Can AFib Affect Your Breathing?

The systems of your body work in harmony. This is especially true when it comes to how your heart functions with your respiratory system, with AFib often complicating that relationship. Discover how AFib can affect the lungs, and what you can do to breathe easier.

Respiratory problems to look out for with AFib

Palpitations, a rapid heartbeat, and a flutter in the chest might be the most common symptoms of AFib, but they aren’t the only signs that your heart rhythm is off.

Your heart works in tandem with other systems in your body, including your respiratory system. Sometimes AFib impacts breathing; the symptoms can be mild, but they can also be prominent and unsettling. Learn how AFib can affect the lungs, and what you can do to ease the discomfort.

How your heart can leave you breathless

AFib symptoms can differ from person to person, but whatever form they take, they can be frightening. That’s especially true when a quivering heart muscle allows blood to get stuck in the heart, leaving you short of breath.

Exercises:
a – According to the AFib article, what can leave you short of breath?
b – Set down word for word the part of the AFib article that opens with the words containing "Respiratory problems to" and closes with "rhythm is off.".
c – Resume the AFib article after its final sentence and carry it forward in the same style.
The data are separate material with no connection to the AFib article.

Supplied material:
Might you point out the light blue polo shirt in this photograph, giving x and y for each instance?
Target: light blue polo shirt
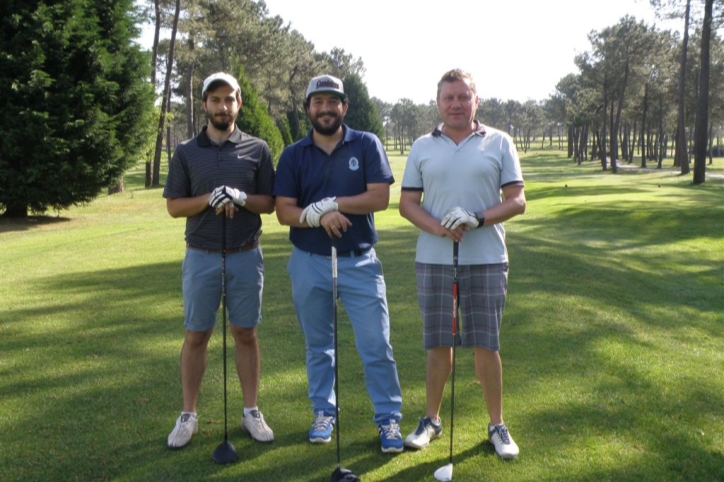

Answers by task:
a – A quivering heart muscle that lets blood get stuck in the heart.

b –
Respiratory problems to look out for with AFib

Palpitations, a rapid heartbeat, and a flutter in the chest might be the most common symptoms of AFib, but they aren’t the only signs that your heart rhythm is off.

c –
Not everyone with AFib will feel changes in their breathing. Respiratory problems often come when AFib has been left unattended for long enough to cause significant blood backup.

Atrial kick.
AFib leads to a loss of “atrial kick”, which results in a 30% loss of output from the heart. In turn, your organs tell the brain to send more oxygen, and the brain instructs the lungs to work harder. This manifests as heavier, faster breathing – it’s an involuntary response to oxygen-starved tissues.

Fluid buildup.
A rapidly beating heart won’t be able to pump blood into the body as well as it should, causing blood to gather in the pulmonary veins (which lead from the lungs to the heart). When blood doesn’t move freely between the lungs and heart, fluid can build up in the lungs.

Fluid in the lungs is often a sign that AFib has advanced so much that it’s led to heart failure. At this point, breathing can become labored because your lungs can’t bring in or move out oxygen easily. And without a steady supply of oxygen, your muscles and organs will start to feel the fatiguing effects, too.

Is sleep apnea making things worse?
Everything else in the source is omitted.